AIM OF THE TASK =>
Return every line of the records below word for word, omitting the pictures.

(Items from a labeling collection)
■ ■ ■ ■ ■ ■ ■

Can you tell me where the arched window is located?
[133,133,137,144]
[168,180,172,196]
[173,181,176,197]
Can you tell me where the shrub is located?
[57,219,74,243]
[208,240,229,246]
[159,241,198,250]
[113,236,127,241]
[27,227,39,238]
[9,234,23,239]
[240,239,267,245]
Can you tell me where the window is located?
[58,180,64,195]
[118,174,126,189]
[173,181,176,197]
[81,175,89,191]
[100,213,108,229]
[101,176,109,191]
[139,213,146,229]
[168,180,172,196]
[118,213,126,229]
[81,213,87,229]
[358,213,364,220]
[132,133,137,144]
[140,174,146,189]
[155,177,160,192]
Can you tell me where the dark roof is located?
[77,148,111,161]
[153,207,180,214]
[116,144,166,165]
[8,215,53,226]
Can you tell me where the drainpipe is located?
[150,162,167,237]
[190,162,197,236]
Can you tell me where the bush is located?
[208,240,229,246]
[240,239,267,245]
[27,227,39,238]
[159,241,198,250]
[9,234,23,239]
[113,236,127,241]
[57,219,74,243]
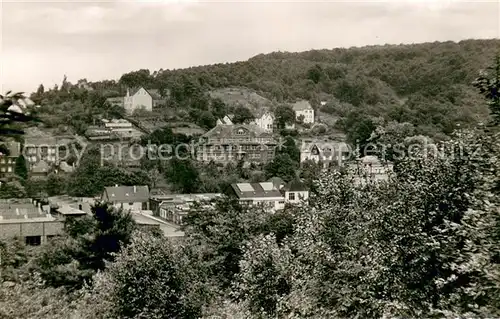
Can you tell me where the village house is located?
[282,178,309,204]
[349,155,393,184]
[123,87,153,114]
[300,140,351,168]
[149,193,222,225]
[123,87,165,114]
[230,178,309,211]
[23,136,80,170]
[29,160,53,178]
[216,115,233,125]
[292,100,314,124]
[231,182,285,211]
[197,124,277,164]
[85,119,144,142]
[101,185,149,211]
[0,198,64,246]
[0,142,21,176]
[106,96,125,108]
[250,110,275,132]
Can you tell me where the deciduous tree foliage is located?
[76,233,205,319]
[36,203,136,288]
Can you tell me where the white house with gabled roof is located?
[292,100,314,124]
[123,87,153,114]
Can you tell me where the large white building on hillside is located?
[292,100,314,124]
[250,111,275,133]
[231,178,309,212]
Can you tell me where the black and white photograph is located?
[0,0,500,319]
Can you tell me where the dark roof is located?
[254,107,274,118]
[231,182,282,199]
[292,100,313,111]
[267,177,285,189]
[0,142,21,157]
[285,178,307,192]
[129,86,162,100]
[106,96,123,103]
[203,124,272,138]
[31,160,50,173]
[146,89,163,100]
[103,186,149,203]
[128,86,143,96]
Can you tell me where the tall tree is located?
[14,155,28,180]
[36,203,136,288]
[474,55,500,124]
[233,105,255,124]
[274,104,295,129]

■ ■ ■ ■ ■ ■ ■

EXERCISE RESPONSE =>
Can you tell me where the arched window is located?
[133,133,137,144]
[168,180,172,196]
[173,181,176,197]
Can you tell me where the shrub is located?
[57,219,74,243]
[208,240,229,246]
[159,241,198,250]
[113,236,127,241]
[27,227,39,238]
[9,234,23,239]
[240,239,267,245]
Can you tell me where the window is located?
[58,180,64,195]
[118,174,126,189]
[173,181,176,197]
[81,175,89,191]
[100,213,108,229]
[101,176,109,191]
[139,213,146,229]
[168,180,172,196]
[118,213,126,229]
[81,213,87,229]
[358,213,364,220]
[132,133,137,144]
[140,174,146,189]
[155,177,160,192]
Can you tell me where the dark roof is located?
[77,148,111,161]
[153,207,180,214]
[116,144,166,165]
[8,215,53,226]
Can you tell me where the drainpipe is located?
[150,162,167,237]
[190,162,197,236]
Can you tell me where the bush is located?
[208,240,229,246]
[240,239,267,245]
[27,227,39,238]
[159,241,198,250]
[9,234,23,239]
[113,236,127,241]
[57,219,74,243]
Can you tell me where the village house is located?
[282,178,309,204]
[349,155,393,184]
[123,87,153,114]
[300,140,351,168]
[149,193,222,225]
[123,87,165,114]
[230,178,309,211]
[23,136,80,170]
[29,160,53,178]
[216,115,233,125]
[292,100,314,124]
[231,182,285,211]
[197,124,277,164]
[85,119,144,142]
[101,185,149,211]
[0,198,64,246]
[0,142,21,176]
[106,96,125,108]
[250,110,275,132]
Can you tell me where the deciduous tree foliage is located?
[76,233,205,319]
[36,203,136,288]
Can you tell me where the white house with gabled roof is located?
[292,100,314,124]
[123,87,153,114]
Can you tell me where the large white building on hillside is located?
[292,100,314,124]
[250,111,275,133]
[231,178,309,212]
Can you tell me where the black and white photograph is located?
[0,0,500,319]
Can you tell me where the dark roof is located?
[254,107,274,118]
[231,182,282,199]
[292,100,313,111]
[267,177,285,189]
[0,142,21,157]
[285,178,307,192]
[129,86,162,100]
[106,96,123,103]
[203,124,272,138]
[31,160,50,173]
[146,89,163,100]
[103,186,149,203]
[128,86,143,96]
Can you tell me where the tall tree is located?
[14,155,28,180]
[36,203,136,288]
[474,55,500,124]
[233,105,255,124]
[274,104,295,129]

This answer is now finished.